▶ **Problems to work on**
[A] From the homesteading thread, copy the text from "## simi-steading (Sep" to "replying to parts..".
[B] In the homesteading thread, roughly how many acres does the first poster hope to buy?
[C] Carry on the homesteading thread from the point where it stops.

▶ **Passage**
==========
# Good place to homestead?



## BelleWithBoots (Sep 28, 2014)

Hey guys, 
My family and atleast 3 of my best friends familys, who are currently spread over the US have all been separately dreaming of a place where we can raise our familys in self sufficiency, stastainability and community. I know there has been a gowing movement of ppl. across the country who all seek the same thing and possibly a growing need for locations for neighborhoods with this design. My husband and I are not extremely well off and still very yound but probably the most able of this group, and would love to buy aprox. 1,000 acres or so on which to homestead and possibly offer plots to our friends to come and build homes/cabins/tiny houses on and live with a degree of comunity and likemindedness. It is a lofty dream and seems completely out of reach right now, but thats where all the best things start, right? 
so the question is, where is the best place to buy a large section of firtile land for homesteading at the most affordable price possible? Im a southern girl and love the rolling hills, warm weather, and deciduous trees, so the closer to the tn/ga climate the better  also, any rough estimates of prices you want to through out there would be a great starting point


----------



## simi-steading (Sep 27, 2012)

I have to ask.. do you have any idea of the scale of the question you are asking?

I'm going to comment about what I thought when I read your post. It's just easier for me than quoting and replying to parts.. 

It's not easy to find 1000 acres for sale, and if you do, will you be able to live in that place, pay all the land taxes and have a job that can afford it? Sounds like you like the foothills of the Appalachians...It's hard even finding more than 2-300 acres in a decent area with supporting jobs..
==========
▶ **Information given**

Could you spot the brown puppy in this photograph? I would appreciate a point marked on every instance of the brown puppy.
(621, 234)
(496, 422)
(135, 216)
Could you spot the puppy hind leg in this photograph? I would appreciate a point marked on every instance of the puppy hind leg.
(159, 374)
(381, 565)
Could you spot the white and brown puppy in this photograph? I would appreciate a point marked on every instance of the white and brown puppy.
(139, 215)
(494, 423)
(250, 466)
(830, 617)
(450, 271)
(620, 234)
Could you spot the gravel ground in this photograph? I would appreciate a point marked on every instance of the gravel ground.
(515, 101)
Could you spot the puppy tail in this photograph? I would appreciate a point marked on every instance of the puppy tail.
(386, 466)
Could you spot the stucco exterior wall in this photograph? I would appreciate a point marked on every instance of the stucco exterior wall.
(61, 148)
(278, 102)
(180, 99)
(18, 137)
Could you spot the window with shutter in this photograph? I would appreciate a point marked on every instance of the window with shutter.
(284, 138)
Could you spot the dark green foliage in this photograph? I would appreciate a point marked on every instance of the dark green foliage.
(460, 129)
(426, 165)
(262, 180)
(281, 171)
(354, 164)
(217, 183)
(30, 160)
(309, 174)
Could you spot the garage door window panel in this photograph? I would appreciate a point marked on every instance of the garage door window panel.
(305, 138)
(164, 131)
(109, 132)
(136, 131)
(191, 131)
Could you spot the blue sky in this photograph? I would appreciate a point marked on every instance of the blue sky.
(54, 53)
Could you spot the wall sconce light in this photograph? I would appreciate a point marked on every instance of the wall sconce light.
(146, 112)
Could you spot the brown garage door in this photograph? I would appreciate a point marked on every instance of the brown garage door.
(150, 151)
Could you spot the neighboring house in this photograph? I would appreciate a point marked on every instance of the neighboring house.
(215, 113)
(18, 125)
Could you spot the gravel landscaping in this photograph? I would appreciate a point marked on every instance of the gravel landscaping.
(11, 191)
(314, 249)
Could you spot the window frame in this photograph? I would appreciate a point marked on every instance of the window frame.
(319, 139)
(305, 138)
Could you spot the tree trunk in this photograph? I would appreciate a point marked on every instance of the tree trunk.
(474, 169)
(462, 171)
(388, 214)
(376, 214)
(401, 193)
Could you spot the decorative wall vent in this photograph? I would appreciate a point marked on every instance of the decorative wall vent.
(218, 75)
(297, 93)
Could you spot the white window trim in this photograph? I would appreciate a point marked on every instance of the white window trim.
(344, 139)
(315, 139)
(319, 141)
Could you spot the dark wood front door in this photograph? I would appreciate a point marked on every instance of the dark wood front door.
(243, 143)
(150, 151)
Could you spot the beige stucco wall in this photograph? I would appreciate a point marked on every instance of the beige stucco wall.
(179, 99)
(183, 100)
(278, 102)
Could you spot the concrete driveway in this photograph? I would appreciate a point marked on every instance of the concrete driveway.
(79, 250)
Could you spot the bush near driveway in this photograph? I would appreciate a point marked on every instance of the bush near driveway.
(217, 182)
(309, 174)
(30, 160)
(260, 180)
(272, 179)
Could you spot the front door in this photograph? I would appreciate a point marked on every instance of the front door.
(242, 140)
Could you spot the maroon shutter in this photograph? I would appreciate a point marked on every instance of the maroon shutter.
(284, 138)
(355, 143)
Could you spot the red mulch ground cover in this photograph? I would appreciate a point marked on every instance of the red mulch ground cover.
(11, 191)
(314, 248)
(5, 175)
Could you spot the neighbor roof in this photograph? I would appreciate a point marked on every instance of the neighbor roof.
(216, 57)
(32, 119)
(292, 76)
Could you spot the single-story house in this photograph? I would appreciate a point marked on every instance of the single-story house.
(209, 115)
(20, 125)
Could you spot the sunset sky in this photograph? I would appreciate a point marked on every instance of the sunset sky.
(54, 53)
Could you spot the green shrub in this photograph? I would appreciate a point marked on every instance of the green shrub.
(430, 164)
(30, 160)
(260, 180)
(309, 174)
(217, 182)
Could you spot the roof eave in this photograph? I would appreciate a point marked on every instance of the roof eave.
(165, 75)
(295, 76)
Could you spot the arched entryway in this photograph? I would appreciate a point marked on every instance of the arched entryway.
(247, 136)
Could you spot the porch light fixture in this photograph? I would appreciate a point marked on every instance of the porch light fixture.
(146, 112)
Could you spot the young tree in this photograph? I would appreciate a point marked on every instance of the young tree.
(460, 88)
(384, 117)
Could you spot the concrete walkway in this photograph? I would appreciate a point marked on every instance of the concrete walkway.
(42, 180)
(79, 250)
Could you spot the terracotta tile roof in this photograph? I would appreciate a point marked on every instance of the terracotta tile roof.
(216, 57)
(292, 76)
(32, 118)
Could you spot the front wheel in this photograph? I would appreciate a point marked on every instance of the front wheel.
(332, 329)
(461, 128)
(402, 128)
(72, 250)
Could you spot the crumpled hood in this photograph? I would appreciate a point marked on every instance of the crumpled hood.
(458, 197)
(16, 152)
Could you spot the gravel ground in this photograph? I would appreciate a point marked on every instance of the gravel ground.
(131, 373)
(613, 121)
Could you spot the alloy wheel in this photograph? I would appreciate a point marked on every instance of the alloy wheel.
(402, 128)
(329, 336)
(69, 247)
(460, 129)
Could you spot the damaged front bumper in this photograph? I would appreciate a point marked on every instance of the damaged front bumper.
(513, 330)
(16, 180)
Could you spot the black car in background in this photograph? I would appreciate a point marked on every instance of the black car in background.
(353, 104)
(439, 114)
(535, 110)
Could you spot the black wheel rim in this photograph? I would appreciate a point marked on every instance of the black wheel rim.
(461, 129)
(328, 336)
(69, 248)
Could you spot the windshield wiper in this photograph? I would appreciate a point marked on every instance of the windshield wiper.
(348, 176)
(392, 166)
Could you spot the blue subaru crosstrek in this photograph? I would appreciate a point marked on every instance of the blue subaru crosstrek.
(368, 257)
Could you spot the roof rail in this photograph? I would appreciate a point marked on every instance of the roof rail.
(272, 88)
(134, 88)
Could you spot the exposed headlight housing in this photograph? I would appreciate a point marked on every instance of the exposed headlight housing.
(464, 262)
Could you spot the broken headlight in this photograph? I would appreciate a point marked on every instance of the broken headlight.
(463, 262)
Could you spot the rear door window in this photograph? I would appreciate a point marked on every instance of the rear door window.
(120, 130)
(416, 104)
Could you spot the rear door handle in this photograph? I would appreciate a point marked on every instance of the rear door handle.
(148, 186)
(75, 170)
==========
▶ **Results of the exercise**
[A]
## simi-steading (Sep 27, 2012)

I have to ask.. do you have any idea of the scale of the question you are asking?

I'm going to comment about what I thought when I read your post. It's just easier for me than quoting and replying to parts..

[B] About 1,000 acres.

[C]
Depending on where you buy, you could be looking at pennies an acre for taxes, or you could be looking at hundreds or more per acre... 

Often communities don't work out well. Then in a case like you are talking about, if you remain the sole owner of the land, then you got so many other legalities to face concerning insurance, who owns what when someone builds, who is responsible for what as far as land upkeep and so forth. Money starts becoming a big ordeal between people....

You said you're young... I once dreamed a lot, but as I get older, I see that reality pretty much crushes most dreams... You can only chew on so big a bite without getting choked..

Please research communities, land taxes where you look, laws concerning sub dividing if need be and such..


----------



## BelleWithBoots (Sep 28, 2014)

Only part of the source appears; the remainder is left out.